• **Work instructions**
Copy out the listing exactly.

• **Information supplied**
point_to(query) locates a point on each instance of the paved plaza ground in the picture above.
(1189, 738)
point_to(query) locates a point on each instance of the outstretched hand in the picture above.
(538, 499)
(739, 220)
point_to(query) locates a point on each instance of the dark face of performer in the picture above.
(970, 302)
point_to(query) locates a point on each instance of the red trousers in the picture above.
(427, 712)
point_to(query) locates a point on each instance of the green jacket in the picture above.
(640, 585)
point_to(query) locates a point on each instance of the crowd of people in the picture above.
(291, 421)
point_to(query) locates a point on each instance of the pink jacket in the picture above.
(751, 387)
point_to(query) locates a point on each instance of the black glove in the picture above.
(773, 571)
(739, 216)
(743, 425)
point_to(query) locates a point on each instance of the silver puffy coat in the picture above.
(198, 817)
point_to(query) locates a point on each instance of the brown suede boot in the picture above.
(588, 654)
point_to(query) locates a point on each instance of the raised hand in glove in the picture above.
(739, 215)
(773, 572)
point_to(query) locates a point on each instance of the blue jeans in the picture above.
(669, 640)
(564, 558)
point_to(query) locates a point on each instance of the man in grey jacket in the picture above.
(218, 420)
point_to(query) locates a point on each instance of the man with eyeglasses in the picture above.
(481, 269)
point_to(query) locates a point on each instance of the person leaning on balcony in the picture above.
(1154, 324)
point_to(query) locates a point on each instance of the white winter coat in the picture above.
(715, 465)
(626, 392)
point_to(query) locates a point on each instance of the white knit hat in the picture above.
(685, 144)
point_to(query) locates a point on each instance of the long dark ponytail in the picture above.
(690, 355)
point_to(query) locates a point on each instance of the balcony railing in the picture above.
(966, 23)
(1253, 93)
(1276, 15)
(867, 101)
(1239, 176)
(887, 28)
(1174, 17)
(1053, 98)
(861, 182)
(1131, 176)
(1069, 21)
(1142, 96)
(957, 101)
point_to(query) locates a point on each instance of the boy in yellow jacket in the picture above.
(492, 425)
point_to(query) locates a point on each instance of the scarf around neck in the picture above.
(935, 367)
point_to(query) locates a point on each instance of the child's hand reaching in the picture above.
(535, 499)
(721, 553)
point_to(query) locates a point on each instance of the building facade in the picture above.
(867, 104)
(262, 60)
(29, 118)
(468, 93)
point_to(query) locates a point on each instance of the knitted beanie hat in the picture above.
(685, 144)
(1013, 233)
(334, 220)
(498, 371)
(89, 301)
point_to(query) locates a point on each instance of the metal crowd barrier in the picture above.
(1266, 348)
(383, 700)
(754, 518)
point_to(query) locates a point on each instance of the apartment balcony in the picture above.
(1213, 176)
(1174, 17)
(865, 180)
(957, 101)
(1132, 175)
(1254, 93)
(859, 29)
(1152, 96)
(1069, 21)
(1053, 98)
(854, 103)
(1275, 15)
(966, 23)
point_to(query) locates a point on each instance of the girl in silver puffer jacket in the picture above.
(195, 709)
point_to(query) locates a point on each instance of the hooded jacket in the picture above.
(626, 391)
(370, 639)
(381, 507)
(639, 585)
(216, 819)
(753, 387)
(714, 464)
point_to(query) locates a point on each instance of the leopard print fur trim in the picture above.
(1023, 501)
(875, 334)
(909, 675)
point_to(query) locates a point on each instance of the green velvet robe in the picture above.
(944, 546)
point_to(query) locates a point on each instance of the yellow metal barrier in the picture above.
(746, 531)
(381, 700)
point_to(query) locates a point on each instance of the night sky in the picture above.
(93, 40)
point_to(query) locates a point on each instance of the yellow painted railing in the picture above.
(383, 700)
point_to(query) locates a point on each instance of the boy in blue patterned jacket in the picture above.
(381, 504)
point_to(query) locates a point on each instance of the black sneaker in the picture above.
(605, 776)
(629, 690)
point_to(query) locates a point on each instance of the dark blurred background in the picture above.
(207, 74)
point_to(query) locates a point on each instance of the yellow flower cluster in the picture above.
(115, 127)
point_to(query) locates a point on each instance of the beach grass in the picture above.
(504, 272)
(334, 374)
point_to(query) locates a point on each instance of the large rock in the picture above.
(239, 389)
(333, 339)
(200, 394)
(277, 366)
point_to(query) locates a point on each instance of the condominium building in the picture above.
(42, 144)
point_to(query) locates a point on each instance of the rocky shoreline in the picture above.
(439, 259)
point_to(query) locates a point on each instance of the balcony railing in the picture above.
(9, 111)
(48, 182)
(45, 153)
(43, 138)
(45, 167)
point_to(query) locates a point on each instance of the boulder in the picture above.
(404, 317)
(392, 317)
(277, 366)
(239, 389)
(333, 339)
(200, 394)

• **Solution**
point_to(query) locates a point on each instance of the paved plaza ground in the picture above.
(1189, 738)
point_to(query) locates a point on each instance of the outstretched hand in the picture above.
(538, 499)
(739, 220)
point_to(query) locates a point on each instance of the dark face of performer in the picture above.
(970, 302)
point_to(query) locates a point on each instance of the red trousers in the picture above.
(427, 712)
point_to(query) locates a point on each instance of the green jacket in the picture above.
(640, 585)
point_to(query) locates a point on each instance of the crowd of people in the picture above.
(291, 421)
point_to(query) locates a point on each instance of the pink jacket in the picture above.
(751, 387)
point_to(query) locates a point on each instance of the black glove in the picture above.
(773, 571)
(739, 216)
(743, 425)
point_to(query) locates a point on each instance of the silver puffy coat in the picture above.
(198, 817)
point_to(query) locates a point on each instance of the brown suede boot in the picture above.
(588, 654)
point_to(query) locates a point on each instance of the raised hand in glove in the picture above.
(739, 215)
(773, 572)
point_to(query) locates a point on each instance of the blue jeans in the picture above.
(669, 640)
(564, 558)
point_to(query) locates a point on each instance of the man in grey jacket in the picture above.
(218, 420)
point_to(query) locates a point on each instance of the man with eyeglasses in the picture above.
(481, 269)
point_to(query) locates a point on each instance of the person leaning on balcony in the picture above.
(1154, 324)
point_to(query) locates a point on each instance of the white winter coat in the picture above.
(715, 465)
(626, 392)
point_to(query) locates a point on each instance of the white knit hat in the picture above.
(685, 144)
point_to(query) locates a point on each instance of the long dark ponytail in the picture above.
(690, 355)
point_to(query) locates a point on each instance of the balcony railing in the picture above.
(966, 23)
(1253, 93)
(1276, 15)
(867, 101)
(1239, 176)
(887, 28)
(1174, 17)
(1053, 98)
(861, 182)
(1131, 176)
(1069, 21)
(1142, 96)
(957, 101)
point_to(query) locates a point on each instance of the boy in yellow jacket in the picture above.
(492, 425)
point_to(query) locates a point on each instance of the scarf around neck in the picture above.
(935, 367)
point_to(query) locates a point on each instance of the child's hand reaching in the picture above.
(535, 499)
(721, 553)
point_to(query) locates a point on each instance of the building facade in the picture above.
(867, 104)
(262, 60)
(29, 118)
(468, 93)
point_to(query) locates a point on each instance of the knitted beanie hat in the picture above.
(685, 144)
(1013, 233)
(334, 220)
(498, 371)
(89, 301)
point_to(query) locates a point on each instance of the metal crowd barrier in the picture above.
(1266, 348)
(383, 700)
(754, 518)
point_to(query) locates a point on each instance of the apartment balcony in the picture above.
(1213, 176)
(1174, 17)
(865, 180)
(957, 101)
(1132, 175)
(1254, 93)
(859, 29)
(1152, 96)
(1069, 21)
(1053, 98)
(854, 103)
(1275, 15)
(966, 23)
point_to(query) locates a point on each instance of the girl in silver puffer jacket in the picture above.
(195, 709)
point_to(query) locates a point on each instance of the hooded jacket in the picture above.
(626, 391)
(370, 639)
(381, 507)
(639, 585)
(216, 819)
(753, 387)
(714, 464)
point_to(query) locates a point on each instance of the leopard print fur trim in the picture above.
(1023, 501)
(875, 334)
(909, 675)
point_to(query) locates a point on each instance of the green velvet robe in the picture above.
(944, 546)
point_to(query) locates a point on each instance of the yellow metal barrier in the picture above.
(746, 531)
(381, 700)
point_to(query) locates a point on each instance of the night sky in the picture above.
(93, 40)
point_to(query) locates a point on each instance of the yellow painted railing in the picture above.
(383, 700)
point_to(query) locates a point on each instance of the boy in blue patterned jacket in the picture above.
(381, 504)
point_to(query) locates a point on each instance of the black sneaker in the picture above.
(605, 776)
(629, 690)
point_to(query) locates a point on each instance of the dark blurred background in the picture above.
(207, 74)
point_to(query) locates a point on each instance of the yellow flower cluster in the picture above.
(115, 127)
point_to(query) locates a point on each instance of the beach grass in the picture above.
(504, 272)
(334, 374)
point_to(query) locates a point on each instance of the large rock in the picture above.
(239, 389)
(333, 339)
(200, 394)
(277, 366)
point_to(query) locates a point on each instance of the condominium building in the picture above.
(42, 144)
point_to(query) locates a point on each instance of the rocky shoreline in the picture above.
(439, 259)
point_to(query) locates a point on each instance of the balcony railing in the picture above.
(9, 111)
(48, 182)
(45, 153)
(43, 138)
(45, 167)
point_to(query) locates a point on each instance of the boulder in the picture above.
(404, 317)
(392, 317)
(277, 366)
(239, 389)
(333, 339)
(200, 394)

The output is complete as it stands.